REQUIRED TASKS.
1 > According to the article on the band Acrassicauda, in what year was its debut studio album Gilgamesh released?
2 > Write the next part of the article on the band Acrassicauda, starting after its final sentence.

===== SOURCE

- Origin: Baghdad, Iraq
- Genres: Heavy metal, groove metal, thrash metal
- Years active: 2001–present
- Labels: Vice Records (2010–2014) Independent (2014–present)
- Members: Faisal Talal Mustafa Firas Al-Lateef Marwan Hussein Riyadh Muhammed Al Ansari
- Past members: Waleed Moudhafar Tony Aziz Yaqoo Marwan Grada
- Website: heavymetalinbaghdad.com

= Acrassicauda =

United States-based Iraqi thrash metal band

Acrassicauda is an Iraqi thrash metal band formed in 2001 in Baghdad and currently based in Brooklyn, New York. It is often credited as the first heavy metal group to emerge from Iraq. The original band consisted of four members and played concerts during the rule of Saddam Hussein. They became well known outside of the local Iraqi metal scene after a Vice magazine profile, and received even greater coverage with a feature-length documentary about the band and its troubles in Iraq called Heavy Metal in Baghdad. Their first extended play was released in 2010, and their debut studio album Gilgamesh was released in 2015.

Because of increased fame after the Iraqi regime change, the band started to receive death threats from Islamic militants. Due to this and the increasing violence in Baghdad the members of the band fled first to Syria and then Turkey before being granted refugee status in the United States of America. Most of the band settled in New Jersey, but Tony Aziz decided to live with family in Michigan, before moving to Richmond, Virginia. The band has since based themselves in Brooklyn.

==========
===== MATERIAL SHOWN

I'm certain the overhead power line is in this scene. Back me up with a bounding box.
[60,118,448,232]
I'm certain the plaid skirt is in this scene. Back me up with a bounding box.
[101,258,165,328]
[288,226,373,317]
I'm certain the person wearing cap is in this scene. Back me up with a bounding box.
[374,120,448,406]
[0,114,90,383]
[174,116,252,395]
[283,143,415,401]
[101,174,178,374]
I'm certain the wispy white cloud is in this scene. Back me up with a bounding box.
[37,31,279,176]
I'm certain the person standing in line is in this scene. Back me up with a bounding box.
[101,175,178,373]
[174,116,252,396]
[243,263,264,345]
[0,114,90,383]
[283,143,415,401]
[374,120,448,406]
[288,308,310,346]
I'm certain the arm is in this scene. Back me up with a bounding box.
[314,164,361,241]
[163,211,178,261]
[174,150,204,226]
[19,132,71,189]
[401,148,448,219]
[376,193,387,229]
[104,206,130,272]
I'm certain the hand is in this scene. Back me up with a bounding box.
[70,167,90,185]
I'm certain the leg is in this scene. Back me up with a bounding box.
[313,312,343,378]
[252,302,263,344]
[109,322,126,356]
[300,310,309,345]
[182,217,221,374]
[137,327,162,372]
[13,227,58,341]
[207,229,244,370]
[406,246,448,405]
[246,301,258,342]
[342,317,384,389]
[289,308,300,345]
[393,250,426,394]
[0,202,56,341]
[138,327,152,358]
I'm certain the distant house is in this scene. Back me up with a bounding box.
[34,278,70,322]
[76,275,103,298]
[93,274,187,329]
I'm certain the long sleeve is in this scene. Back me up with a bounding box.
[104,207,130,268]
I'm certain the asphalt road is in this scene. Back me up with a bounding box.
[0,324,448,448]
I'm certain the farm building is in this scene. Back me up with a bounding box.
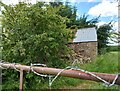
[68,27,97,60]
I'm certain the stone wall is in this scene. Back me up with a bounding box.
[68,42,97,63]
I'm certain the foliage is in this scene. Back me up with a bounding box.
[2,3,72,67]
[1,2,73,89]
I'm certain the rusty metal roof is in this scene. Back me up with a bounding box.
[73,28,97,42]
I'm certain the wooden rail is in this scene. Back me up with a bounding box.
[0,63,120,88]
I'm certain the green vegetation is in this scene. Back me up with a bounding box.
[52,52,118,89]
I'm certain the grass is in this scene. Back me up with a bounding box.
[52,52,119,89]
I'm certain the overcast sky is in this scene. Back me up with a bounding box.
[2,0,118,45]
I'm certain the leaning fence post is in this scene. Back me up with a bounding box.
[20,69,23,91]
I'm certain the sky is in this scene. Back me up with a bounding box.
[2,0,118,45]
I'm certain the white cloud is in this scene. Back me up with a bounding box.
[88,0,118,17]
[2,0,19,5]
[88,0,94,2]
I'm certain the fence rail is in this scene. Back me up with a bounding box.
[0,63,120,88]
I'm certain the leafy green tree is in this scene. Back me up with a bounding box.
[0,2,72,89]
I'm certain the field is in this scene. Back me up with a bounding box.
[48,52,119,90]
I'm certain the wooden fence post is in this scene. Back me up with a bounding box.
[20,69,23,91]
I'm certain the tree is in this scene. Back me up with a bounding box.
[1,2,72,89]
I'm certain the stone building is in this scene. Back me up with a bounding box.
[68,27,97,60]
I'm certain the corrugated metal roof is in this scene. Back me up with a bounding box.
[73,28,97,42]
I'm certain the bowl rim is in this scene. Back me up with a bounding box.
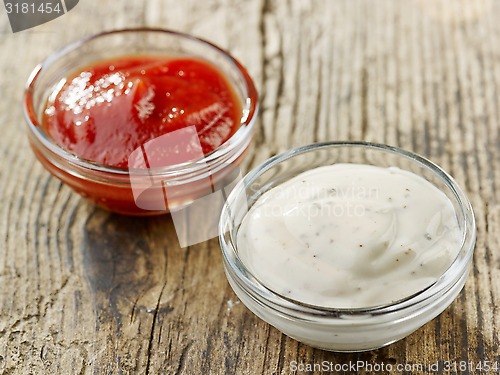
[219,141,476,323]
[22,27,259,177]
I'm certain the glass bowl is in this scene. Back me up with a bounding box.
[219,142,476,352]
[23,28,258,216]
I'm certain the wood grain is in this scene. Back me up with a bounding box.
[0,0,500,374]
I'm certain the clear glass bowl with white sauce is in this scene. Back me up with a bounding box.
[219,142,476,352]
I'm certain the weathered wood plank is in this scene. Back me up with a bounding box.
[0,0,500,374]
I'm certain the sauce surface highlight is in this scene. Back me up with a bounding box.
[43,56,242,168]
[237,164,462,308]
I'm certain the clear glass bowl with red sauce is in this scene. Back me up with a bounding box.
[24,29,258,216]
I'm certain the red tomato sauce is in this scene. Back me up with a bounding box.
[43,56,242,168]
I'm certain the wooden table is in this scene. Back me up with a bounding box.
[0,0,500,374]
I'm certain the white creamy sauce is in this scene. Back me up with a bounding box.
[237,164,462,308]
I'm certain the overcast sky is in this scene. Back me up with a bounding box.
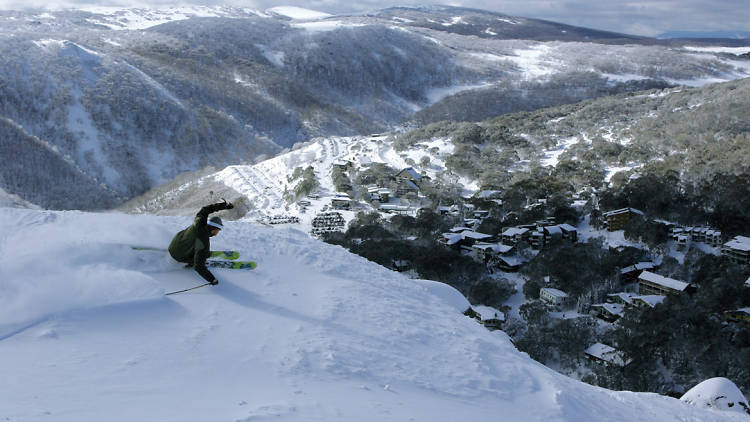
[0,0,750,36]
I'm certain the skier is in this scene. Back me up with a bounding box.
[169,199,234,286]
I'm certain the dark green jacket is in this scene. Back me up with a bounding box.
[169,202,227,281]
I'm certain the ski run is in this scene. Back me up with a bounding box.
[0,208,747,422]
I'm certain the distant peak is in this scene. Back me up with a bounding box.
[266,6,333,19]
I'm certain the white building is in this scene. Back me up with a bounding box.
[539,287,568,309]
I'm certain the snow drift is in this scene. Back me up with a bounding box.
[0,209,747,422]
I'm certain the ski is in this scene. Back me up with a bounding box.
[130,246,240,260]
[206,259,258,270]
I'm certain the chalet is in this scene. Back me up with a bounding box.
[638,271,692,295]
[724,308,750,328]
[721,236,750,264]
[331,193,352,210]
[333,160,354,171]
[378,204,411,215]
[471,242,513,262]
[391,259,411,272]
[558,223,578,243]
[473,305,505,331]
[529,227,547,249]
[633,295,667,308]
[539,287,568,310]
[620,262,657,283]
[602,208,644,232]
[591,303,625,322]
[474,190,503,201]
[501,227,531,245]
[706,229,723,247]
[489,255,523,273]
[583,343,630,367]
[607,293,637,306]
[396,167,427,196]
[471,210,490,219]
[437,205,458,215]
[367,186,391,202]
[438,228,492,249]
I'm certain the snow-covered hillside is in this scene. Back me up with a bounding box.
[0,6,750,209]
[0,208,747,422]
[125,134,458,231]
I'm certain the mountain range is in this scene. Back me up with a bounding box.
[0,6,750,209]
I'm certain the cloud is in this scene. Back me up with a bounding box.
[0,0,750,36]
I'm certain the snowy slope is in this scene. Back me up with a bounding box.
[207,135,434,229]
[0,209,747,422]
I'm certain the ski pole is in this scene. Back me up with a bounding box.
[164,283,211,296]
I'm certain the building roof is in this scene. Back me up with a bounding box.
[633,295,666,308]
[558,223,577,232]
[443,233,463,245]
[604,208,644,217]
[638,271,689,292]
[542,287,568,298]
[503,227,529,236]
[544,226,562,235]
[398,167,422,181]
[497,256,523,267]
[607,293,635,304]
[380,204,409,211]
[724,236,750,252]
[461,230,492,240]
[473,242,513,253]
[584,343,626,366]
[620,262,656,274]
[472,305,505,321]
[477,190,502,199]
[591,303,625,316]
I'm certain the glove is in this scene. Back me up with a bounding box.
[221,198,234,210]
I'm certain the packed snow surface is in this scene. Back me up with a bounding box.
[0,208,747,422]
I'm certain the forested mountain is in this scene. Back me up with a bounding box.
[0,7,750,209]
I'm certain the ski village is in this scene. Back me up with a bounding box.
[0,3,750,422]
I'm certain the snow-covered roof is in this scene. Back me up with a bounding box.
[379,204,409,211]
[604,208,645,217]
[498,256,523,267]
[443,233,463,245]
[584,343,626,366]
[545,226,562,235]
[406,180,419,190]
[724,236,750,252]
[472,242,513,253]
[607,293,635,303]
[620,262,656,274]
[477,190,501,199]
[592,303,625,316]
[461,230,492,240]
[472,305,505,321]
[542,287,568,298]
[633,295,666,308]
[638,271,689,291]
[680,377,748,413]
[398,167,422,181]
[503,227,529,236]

==========
===== MATERIAL SHOWN

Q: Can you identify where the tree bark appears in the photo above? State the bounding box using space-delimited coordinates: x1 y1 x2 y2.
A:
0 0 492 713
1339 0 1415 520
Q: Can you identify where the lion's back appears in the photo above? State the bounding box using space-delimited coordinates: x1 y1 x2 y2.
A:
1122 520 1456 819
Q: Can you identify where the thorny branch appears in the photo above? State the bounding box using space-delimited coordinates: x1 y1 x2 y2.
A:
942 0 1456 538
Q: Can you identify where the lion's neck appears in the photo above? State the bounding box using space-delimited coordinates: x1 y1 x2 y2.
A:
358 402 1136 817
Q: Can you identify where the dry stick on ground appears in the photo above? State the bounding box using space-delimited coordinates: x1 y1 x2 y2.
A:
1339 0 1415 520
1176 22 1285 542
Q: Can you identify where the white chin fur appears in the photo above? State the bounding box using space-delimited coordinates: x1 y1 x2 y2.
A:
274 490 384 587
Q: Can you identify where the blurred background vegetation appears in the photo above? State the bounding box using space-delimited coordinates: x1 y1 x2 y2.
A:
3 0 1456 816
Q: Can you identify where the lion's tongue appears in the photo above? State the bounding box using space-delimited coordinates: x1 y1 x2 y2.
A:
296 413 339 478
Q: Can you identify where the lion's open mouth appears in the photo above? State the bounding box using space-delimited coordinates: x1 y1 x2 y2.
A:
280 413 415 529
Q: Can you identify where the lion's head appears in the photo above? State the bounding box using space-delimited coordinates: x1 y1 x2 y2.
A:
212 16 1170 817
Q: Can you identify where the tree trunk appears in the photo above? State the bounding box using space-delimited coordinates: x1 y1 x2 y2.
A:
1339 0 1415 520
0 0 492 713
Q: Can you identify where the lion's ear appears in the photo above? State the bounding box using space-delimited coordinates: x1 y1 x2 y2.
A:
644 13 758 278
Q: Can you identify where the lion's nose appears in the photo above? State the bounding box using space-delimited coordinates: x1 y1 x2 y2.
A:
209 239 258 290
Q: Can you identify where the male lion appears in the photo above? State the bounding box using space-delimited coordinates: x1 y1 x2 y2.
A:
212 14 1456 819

==========

SOLVED TASKS.
1 > 2015

2 >
== History ==

=== Iraq ===
Acrassicauda originally consisted of lead vocalist Waleed Moudhafar, Assyrian guitarist Tony Aziz Yaqoo (also performing professionally as Tony Aziz), bassist Firas Al-Lateef, drummer Marwan Hussein Riyadh (also performing professionally as Marwan Hussein) and vocalist–guitarist Faisal Talal Mustafa (also known professionally as either Faisal Talal or Faisal Mustafa). Moudhafar left the group in 2003, after which Talal assumed the role of lead vocalist.

The band was formed in 2000 after Riyadh and Talal met Aziz in a Baghdad school where they were studying fine arts. The four members worked as journalists and translators before the American invasion. The band name is derived from the Latin name of a species of black scorpion common in Iraq. In Saddam's Iraq, the band was able to get inspiration from various bootleg tapes from heavy metal's 30-year history.

With original lead vocalist Waleed Moudhafar, the band performed under the Saddam regime, but because of censorship restrictions, they had to write a song that praised Saddam Hussein. Called "The Youth of Iraq", the song included the lyrics "Following our leader Saddam Hussein, we'll make them fall, we'll drive them insane!" Other restrictions on the band included the banning of headbanging because of its similarities with the head movement of Orthodox Jews (davening) while praying. In early stages of the American presence in Baghdad Vice magazine (Vice 2004 Vol 11 no1) did a profile on the band which claimed that it was the only heavy metal band in Baghdad. Since that time, other bands have emerged from the Baghdad heavy metal scene.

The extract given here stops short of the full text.